• [Instructions to follow]
Copy the rows below word for word, keeping every line and its order unchanged.

Saved entries

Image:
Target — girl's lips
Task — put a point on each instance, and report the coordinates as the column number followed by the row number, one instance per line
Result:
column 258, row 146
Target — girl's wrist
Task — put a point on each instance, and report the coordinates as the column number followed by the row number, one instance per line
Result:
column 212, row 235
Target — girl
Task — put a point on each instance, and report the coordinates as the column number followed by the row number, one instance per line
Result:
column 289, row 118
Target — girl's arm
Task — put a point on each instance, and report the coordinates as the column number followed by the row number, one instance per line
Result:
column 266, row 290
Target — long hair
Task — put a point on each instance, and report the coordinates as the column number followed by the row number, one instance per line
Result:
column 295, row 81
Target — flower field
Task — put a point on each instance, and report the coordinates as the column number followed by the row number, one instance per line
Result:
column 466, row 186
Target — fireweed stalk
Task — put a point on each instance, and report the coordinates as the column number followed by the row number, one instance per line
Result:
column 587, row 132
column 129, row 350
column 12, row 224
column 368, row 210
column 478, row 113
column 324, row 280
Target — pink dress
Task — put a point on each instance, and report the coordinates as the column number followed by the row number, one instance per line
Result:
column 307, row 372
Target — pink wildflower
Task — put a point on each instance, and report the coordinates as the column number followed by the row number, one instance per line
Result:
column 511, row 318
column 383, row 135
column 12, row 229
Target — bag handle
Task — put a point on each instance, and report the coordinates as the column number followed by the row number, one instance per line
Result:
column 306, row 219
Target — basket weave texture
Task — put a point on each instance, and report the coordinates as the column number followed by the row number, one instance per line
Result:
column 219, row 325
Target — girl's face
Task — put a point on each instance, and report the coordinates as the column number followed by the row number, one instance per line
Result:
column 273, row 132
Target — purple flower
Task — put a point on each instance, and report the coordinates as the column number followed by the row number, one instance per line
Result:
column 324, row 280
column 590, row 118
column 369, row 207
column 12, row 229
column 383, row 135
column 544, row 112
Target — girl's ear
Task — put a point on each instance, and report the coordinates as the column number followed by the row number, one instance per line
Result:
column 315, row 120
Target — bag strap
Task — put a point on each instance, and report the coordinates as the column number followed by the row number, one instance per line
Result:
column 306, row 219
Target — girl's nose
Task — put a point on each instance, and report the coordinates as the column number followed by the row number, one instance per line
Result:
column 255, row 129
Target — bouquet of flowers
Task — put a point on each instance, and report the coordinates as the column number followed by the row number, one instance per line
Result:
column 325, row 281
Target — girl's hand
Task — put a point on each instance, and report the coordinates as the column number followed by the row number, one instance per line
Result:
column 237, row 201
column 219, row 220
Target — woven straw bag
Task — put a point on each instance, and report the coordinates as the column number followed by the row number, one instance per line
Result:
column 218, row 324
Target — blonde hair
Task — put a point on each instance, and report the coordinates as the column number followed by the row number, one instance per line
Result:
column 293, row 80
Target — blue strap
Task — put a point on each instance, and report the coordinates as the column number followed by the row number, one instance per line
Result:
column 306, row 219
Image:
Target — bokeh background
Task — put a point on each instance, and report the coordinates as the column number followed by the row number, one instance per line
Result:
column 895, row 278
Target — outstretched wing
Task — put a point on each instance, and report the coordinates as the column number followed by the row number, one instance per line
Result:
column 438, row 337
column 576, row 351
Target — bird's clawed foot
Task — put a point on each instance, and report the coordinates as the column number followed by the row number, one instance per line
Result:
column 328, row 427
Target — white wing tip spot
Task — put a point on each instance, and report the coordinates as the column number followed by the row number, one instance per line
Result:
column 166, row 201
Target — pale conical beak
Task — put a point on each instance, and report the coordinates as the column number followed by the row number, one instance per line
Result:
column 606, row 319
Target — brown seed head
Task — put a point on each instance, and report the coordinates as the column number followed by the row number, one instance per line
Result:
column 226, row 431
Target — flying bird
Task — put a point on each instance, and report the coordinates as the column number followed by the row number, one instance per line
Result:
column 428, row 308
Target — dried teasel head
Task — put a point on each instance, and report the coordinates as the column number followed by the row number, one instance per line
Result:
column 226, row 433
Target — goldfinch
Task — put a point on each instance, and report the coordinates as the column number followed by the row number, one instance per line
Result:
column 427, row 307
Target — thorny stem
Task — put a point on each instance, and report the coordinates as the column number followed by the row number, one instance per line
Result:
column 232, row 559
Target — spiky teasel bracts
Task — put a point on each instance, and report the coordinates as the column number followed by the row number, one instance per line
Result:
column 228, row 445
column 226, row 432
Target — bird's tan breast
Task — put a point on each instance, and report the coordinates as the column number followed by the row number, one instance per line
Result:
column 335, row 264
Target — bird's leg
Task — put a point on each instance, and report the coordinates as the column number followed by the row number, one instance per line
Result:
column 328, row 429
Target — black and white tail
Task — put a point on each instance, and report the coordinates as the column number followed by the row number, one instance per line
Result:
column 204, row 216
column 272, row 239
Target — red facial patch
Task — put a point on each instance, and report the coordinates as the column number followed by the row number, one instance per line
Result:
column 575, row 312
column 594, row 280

• [Result of this task]
Image:
Target — girl's lips
Task — put a point on each instance, and report the coordinates as the column number followed by the row number, one instance per line
Result:
column 258, row 146
Target — girl's wrist
Task — put a point on each instance, and report the coordinates as the column number followed by the row number, one instance per line
Result:
column 212, row 235
Target — girl
Task — put a point on each instance, and report the coordinates as the column number followed by the row number, one instance per line
Result:
column 289, row 118
Target — girl's arm
Task — put a point on each instance, and report the coordinates as the column number followed by the row number, one instance per line
Result:
column 266, row 290
Target — long hair
Task — put a point on each instance, and report the coordinates as the column number followed by the row number, one instance per line
Result:
column 295, row 81
Target — flower field
Task — put a point on each instance, and report the coordinates as the column number followed by the row number, one instance per line
Result:
column 466, row 186
Target — fireweed stalk
Task — put a point on each instance, and report the coordinates as the column number followed by the row number, one instance per line
Result:
column 587, row 132
column 129, row 350
column 12, row 224
column 368, row 210
column 478, row 113
column 324, row 280
Target — pink dress
Task — put a point on each instance, and report the coordinates as the column number followed by the row number, one instance per line
Result:
column 307, row 372
Target — pink wildflower
Task — put a point on each instance, and report the coordinates as the column number followed by the row number, one instance per line
Result:
column 511, row 318
column 383, row 135
column 12, row 229
Target — bag handle
Task — put a point on each instance, and report the coordinates as the column number followed by the row number, one instance per line
Result:
column 306, row 219
Target — basket weave texture
Task — put a point on each instance, and report the coordinates as the column number followed by the row number, one instance per line
Result:
column 219, row 325
Target — girl's face
Task — put a point on each instance, and report the coordinates as the column number followed by the row number, one instance per line
Result:
column 273, row 132
Target — purple flower
Task — put a point on each instance, and report the coordinates as the column number followed by the row number, one instance per line
Result:
column 324, row 280
column 590, row 118
column 369, row 207
column 12, row 229
column 383, row 135
column 544, row 112
Target — girl's ear
Task — put a point on each instance, and report the coordinates as the column number followed by the row number, one instance per line
Result:
column 315, row 120
Target — bag strap
Task — put a point on each instance, and report the coordinates as the column number followed by the row number, one instance per line
Result:
column 306, row 219
Target — girl's nose
Task — put a point on each instance, and report the coordinates as the column number followed by the row number, one instance per line
Result:
column 255, row 129
Target — bouquet of flowers
Task — put a point on each instance, and report the coordinates as the column number followed by the row number, one instance per line
Result:
column 325, row 281
Target — girl's hand
Task — put a point on each instance, and report the coordinates as the column number followed by the row number, one instance per line
Result:
column 237, row 201
column 219, row 220
Target — woven straw bag
Task — put a point on each instance, and report the coordinates as the column number followed by the row number, one instance per line
Result:
column 218, row 324
Target — blonde hair
Task — put a point on each instance, and report the coordinates as the column number followed by the row number, one instance per line
Result:
column 293, row 80
Target — blue strap
Task — put a point on each instance, and report the coordinates as the column number followed by the row number, one instance per line
Result:
column 306, row 219
Image:
Target — bokeh background
Task — put a point on each instance, and report the coordinates as the column number followed by the row number, one instance per line
Result:
column 895, row 278
Target — outstretched wing
Task — put a point on each instance, and report the coordinates as the column number followed by the row number, one instance per line
Result:
column 438, row 337
column 576, row 351
Target — bird's clawed foot
Task — put a point on each instance, and report the coordinates as the column number followed by the row number, one instance per line
Result:
column 328, row 427
Target — white wing tip spot
Task — put a point on each instance, and report the coordinates as the column number followed by the row number, one instance per line
Result:
column 166, row 201
Target — pale conical beak
Task — put a point on each instance, and report the coordinates as the column number followed by the row number, one instance per line
Result:
column 606, row 319
Target — brown seed head
Task — put a point on each instance, and report the coordinates as the column number followed by the row number, one instance per line
Result:
column 226, row 431
Target — flying bird
Task — put a point on each instance, and report the coordinates as the column number followed by the row number, one instance per line
Result:
column 428, row 308
Target — dried teasel head
Task — put a point on each instance, and report the coordinates as the column number followed by the row number, one instance per line
Result:
column 226, row 433
Target — goldfinch
Task — put a point on each instance, and report the coordinates as the column number followed by the row number, one instance per line
Result:
column 427, row 307
Target — thorny stem
Task — put a point on each instance, and report the coordinates as the column number followed by the row number, one instance per line
Result:
column 232, row 559
Target — spiky teasel bracts
Task — put a point on each instance, and report the coordinates as the column number followed by the row number, one instance per line
Result:
column 228, row 445
column 226, row 432
Target — bird's tan breast
Task — put a point on each instance, and report the coordinates as the column number followed by the row number, one instance per line
Result:
column 335, row 264
Target — bird's leg
Task — put a point on each instance, and report the coordinates as the column number followed by the row number, one instance per line
Result:
column 328, row 429
Target — black and white tail
Task — put a point on each instance, and report the coordinates as the column number followed by the row number, one instance per line
Result:
column 204, row 216
column 272, row 239
Target — red facial patch
Task — put a point on each instance, and report the coordinates as the column number followed by the row number, one instance per line
Result:
column 575, row 312
column 594, row 280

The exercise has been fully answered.